Everything from the line that contains "For the benchmark, mark every instance of the green collar" through the last line of the listing must be copied exactly, with both of those lines included and no others.

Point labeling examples
■ ■ ■ ■ ■
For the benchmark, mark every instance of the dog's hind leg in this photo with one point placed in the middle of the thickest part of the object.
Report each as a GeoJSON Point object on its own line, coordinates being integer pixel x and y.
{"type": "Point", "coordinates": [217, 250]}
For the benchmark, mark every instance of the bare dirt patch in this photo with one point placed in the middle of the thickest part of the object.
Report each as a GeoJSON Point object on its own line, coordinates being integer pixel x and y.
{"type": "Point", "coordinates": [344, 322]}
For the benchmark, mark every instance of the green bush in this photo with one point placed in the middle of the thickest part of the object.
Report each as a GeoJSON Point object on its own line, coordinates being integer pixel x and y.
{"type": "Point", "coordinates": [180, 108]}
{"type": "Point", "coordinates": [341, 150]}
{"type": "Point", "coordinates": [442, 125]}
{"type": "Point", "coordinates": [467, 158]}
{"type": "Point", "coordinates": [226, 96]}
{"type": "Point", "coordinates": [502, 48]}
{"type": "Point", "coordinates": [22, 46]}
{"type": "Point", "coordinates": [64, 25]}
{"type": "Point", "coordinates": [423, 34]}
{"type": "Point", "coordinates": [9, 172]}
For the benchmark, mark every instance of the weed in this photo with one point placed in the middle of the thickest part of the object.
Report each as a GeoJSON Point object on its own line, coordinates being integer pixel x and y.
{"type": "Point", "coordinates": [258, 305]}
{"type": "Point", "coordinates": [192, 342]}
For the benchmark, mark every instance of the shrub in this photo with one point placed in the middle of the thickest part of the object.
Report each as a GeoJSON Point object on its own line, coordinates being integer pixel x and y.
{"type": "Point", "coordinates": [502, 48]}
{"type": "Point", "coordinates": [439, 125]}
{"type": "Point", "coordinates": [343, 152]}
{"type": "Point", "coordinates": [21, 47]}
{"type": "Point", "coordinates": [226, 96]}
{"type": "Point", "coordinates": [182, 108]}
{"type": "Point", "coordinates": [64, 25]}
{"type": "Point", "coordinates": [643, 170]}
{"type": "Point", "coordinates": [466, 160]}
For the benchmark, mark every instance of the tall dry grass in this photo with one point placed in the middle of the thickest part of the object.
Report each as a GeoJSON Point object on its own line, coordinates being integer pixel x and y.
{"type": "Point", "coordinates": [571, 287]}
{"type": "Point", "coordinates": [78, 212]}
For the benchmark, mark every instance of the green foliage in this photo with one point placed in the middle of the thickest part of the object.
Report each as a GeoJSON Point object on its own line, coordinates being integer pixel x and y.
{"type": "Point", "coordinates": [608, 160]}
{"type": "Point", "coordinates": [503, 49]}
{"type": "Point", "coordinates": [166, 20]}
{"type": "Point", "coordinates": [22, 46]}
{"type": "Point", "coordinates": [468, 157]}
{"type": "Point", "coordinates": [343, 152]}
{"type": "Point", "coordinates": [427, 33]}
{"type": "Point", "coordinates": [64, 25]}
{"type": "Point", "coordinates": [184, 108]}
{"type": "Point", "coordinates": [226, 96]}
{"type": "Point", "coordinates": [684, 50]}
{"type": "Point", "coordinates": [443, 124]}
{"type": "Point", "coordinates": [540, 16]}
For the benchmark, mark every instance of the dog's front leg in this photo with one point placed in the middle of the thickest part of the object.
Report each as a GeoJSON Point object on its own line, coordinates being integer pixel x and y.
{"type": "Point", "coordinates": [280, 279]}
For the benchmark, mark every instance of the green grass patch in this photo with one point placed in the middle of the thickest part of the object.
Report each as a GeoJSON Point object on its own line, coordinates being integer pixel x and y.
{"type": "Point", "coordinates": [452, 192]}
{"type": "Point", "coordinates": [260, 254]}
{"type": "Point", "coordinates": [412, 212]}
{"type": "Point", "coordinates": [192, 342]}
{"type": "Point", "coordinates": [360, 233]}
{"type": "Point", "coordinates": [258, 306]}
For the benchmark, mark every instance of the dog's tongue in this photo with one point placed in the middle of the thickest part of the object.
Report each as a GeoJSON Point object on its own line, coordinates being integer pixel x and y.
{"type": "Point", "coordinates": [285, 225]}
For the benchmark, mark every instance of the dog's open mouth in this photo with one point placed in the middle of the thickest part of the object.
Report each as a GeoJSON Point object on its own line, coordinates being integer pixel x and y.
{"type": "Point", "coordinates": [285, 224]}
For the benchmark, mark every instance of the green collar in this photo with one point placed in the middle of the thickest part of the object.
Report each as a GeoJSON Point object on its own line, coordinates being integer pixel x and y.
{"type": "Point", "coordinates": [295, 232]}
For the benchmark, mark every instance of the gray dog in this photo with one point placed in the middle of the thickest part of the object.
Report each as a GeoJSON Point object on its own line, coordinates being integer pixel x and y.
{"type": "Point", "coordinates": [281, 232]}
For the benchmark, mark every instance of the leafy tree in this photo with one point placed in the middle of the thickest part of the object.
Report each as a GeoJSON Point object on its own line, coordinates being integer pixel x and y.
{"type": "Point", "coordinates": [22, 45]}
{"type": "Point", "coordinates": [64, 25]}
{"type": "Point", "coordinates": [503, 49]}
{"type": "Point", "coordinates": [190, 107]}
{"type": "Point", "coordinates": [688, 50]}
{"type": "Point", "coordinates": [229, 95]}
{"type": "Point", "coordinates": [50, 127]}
■ ■ ■ ■ ■
● **ANSWER FOR THIS EXERCISE**:
For the benchmark, mark every instance of the green collar in this photo with one point placed in the middle of the thickest part of the object.
Report each as a GeoJSON Point object on its own line, coordinates being integer pixel x and y.
{"type": "Point", "coordinates": [295, 232]}
For the benchmark, mark every instance of the gray dog in this photo with one point placed in the middle of the thickest part of the object.
Report each as a GeoJSON Point object on its own line, coordinates being integer pixel x and y.
{"type": "Point", "coordinates": [281, 232]}
For the benchmark, mark every instance of the leafy tree in this photo with one point placed in the middle of the thickest part of the object.
Report each as a GeoJSON Point object on its own line, coordinates being integer pixel x and y.
{"type": "Point", "coordinates": [22, 45]}
{"type": "Point", "coordinates": [64, 25]}
{"type": "Point", "coordinates": [503, 49]}
{"type": "Point", "coordinates": [190, 107]}
{"type": "Point", "coordinates": [688, 50]}
{"type": "Point", "coordinates": [229, 95]}
{"type": "Point", "coordinates": [50, 127]}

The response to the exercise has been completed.